Stored data:
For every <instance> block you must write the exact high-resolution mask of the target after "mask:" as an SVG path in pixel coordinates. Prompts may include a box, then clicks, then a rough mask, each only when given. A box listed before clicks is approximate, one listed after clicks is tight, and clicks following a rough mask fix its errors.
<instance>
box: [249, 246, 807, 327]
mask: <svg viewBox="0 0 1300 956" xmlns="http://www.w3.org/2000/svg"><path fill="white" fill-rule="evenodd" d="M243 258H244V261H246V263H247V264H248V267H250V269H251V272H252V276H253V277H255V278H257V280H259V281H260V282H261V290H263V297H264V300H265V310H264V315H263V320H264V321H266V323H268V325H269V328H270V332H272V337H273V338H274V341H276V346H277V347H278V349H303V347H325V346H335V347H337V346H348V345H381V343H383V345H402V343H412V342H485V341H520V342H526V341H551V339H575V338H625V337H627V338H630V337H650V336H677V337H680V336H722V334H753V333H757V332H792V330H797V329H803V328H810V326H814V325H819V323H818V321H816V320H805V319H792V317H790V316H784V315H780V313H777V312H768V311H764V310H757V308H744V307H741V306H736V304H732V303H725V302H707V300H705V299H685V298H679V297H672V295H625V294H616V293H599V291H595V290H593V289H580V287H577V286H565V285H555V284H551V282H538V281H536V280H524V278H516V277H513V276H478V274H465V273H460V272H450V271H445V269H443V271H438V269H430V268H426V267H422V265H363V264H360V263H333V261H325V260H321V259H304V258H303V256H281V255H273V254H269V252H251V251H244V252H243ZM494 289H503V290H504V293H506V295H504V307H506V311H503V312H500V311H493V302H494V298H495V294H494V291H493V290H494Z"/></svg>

* * *

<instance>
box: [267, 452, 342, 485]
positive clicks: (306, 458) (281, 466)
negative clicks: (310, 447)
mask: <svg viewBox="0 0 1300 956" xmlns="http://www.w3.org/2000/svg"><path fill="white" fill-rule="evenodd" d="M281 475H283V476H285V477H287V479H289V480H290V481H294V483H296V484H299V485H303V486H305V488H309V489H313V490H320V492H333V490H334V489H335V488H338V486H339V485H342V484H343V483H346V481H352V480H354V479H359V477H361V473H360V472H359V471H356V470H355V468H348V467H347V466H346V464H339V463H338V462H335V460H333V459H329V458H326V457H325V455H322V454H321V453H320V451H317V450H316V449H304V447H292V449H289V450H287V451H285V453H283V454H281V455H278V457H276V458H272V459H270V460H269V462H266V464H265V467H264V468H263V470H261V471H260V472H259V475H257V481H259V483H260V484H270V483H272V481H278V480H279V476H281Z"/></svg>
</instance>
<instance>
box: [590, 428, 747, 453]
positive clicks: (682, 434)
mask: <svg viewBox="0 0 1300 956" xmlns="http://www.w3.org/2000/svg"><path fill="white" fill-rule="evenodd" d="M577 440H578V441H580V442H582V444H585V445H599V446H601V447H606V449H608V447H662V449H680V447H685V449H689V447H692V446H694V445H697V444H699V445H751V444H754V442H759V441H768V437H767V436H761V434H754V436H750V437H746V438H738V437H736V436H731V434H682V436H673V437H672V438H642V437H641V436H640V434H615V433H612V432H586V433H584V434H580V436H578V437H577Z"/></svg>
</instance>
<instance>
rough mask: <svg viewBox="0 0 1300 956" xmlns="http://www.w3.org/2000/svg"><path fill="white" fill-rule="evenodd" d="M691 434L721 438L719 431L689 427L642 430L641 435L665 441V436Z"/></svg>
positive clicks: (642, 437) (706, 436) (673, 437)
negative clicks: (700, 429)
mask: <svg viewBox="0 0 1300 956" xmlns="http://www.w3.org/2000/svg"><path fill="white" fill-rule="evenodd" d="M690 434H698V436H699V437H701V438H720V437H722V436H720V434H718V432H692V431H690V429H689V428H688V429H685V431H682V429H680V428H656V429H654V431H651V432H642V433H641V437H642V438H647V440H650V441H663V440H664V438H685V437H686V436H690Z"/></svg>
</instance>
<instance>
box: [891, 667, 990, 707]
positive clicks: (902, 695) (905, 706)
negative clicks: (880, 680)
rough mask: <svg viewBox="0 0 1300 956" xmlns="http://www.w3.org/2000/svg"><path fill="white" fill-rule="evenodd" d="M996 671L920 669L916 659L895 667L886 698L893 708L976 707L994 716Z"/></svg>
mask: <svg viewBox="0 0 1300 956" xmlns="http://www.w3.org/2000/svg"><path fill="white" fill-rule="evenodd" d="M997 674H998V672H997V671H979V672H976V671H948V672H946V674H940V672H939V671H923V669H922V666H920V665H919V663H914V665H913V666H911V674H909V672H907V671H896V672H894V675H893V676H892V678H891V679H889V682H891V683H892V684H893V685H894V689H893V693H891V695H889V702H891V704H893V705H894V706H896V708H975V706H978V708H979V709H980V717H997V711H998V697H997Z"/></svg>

Assignment: Out of the listing above, reproduce exactly the lines from the one with "negative clicks: (700, 429)" up to and including the one with "positive clicks: (902, 695) (905, 706)".

Task output:
negative clicks: (700, 429)
mask: <svg viewBox="0 0 1300 956" xmlns="http://www.w3.org/2000/svg"><path fill="white" fill-rule="evenodd" d="M690 434H698V436H699V437H701V438H720V437H722V436H720V434H718V432H692V431H690V429H689V428H688V429H685V431H682V429H680V428H656V429H654V431H651V432H642V433H641V437H642V438H647V440H650V441H663V440H664V438H685V437H686V436H690Z"/></svg>
</instance>
<instance>
box: [891, 667, 990, 707]
positive clicks: (902, 695) (905, 706)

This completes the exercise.